Input data -
** START **
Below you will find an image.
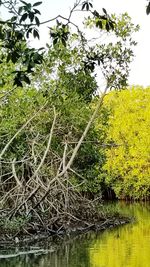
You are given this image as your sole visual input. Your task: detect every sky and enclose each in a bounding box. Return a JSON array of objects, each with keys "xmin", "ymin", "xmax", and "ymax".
[{"xmin": 1, "ymin": 0, "xmax": 150, "ymax": 86}]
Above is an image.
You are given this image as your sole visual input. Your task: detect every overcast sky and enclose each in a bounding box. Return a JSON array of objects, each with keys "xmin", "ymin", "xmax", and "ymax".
[{"xmin": 0, "ymin": 0, "xmax": 150, "ymax": 86}]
** END **
Reproduce the entries above verbatim and leave out the pictures.

Below you will find an image.
You are given this image as your sole visual input. Your task: detect every sky and enclose each in a bounding box. Return a JSON array of objects, each with keys "xmin", "ymin", "xmax", and "ymax".
[{"xmin": 1, "ymin": 0, "xmax": 150, "ymax": 86}]
Above is an image.
You are given this image as your sole visual input. Your task: detect every overcast sky and enclose each in a bounding box. Return a JSON array of objects, each with keys "xmin", "ymin", "xmax", and "ymax".
[{"xmin": 0, "ymin": 0, "xmax": 150, "ymax": 86}]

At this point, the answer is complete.